## EXCERPTED RECORDS:
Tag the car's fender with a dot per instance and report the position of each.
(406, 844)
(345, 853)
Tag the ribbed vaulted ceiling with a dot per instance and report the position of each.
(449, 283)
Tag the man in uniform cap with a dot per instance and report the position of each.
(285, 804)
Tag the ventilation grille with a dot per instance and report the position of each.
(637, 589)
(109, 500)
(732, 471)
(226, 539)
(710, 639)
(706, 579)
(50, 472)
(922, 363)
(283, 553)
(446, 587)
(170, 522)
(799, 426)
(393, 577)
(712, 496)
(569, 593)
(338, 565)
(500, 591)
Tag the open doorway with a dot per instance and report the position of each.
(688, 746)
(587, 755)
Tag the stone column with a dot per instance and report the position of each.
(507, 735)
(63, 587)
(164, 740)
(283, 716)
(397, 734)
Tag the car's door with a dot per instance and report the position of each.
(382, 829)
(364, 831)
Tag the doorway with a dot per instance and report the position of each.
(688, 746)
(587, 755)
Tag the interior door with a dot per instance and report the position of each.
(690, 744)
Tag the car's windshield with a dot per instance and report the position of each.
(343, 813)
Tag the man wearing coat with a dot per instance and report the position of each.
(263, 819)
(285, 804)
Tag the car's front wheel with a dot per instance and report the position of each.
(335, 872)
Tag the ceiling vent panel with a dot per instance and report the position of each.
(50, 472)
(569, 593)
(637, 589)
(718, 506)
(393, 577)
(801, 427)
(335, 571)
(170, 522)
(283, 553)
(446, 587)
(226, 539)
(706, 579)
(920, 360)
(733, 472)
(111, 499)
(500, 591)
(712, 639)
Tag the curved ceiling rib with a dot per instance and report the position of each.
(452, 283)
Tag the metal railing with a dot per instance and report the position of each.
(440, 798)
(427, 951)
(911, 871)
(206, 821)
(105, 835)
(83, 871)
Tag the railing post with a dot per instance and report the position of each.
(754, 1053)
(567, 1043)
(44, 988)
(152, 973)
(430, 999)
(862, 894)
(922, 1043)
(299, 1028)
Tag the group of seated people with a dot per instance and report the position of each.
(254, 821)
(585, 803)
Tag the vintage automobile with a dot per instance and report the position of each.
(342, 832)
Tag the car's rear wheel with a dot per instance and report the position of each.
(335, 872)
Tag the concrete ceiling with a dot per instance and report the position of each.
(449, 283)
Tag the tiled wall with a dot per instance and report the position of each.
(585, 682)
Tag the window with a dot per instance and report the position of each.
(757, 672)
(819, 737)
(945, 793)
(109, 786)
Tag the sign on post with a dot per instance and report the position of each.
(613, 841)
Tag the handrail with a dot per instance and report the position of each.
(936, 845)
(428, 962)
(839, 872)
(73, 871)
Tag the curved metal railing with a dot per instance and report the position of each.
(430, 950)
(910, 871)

* * *

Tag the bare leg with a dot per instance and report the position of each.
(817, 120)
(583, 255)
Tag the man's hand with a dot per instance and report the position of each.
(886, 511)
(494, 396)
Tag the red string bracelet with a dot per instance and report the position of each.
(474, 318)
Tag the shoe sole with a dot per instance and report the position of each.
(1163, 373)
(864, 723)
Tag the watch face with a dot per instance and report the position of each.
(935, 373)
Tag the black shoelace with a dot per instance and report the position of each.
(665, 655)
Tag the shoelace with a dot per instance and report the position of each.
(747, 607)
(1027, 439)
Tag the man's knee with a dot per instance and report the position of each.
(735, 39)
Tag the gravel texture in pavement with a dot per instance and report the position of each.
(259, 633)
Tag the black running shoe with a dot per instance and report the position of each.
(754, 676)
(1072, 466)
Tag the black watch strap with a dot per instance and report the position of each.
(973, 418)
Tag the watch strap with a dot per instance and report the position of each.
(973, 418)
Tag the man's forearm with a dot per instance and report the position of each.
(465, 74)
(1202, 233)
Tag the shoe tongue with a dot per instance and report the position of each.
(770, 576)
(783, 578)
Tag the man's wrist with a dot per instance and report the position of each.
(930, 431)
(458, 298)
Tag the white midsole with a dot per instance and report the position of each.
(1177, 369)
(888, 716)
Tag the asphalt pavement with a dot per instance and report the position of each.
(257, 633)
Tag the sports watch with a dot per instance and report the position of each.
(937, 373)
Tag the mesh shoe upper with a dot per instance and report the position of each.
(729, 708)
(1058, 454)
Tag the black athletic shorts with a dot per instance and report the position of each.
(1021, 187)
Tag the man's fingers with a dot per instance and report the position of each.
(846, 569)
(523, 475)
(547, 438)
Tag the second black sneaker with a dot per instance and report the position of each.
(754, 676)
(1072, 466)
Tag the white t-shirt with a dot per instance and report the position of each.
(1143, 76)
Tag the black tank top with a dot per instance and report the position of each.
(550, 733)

## AIM:
Which lines in the records above contain the word "white"? Copy each one in full, and count only matches with the same case.

## TASK ANSWER:
Tag the white midsole with a dot per instance and report the position of each.
Tag the white t-shirt with a dot per instance and report the position of each.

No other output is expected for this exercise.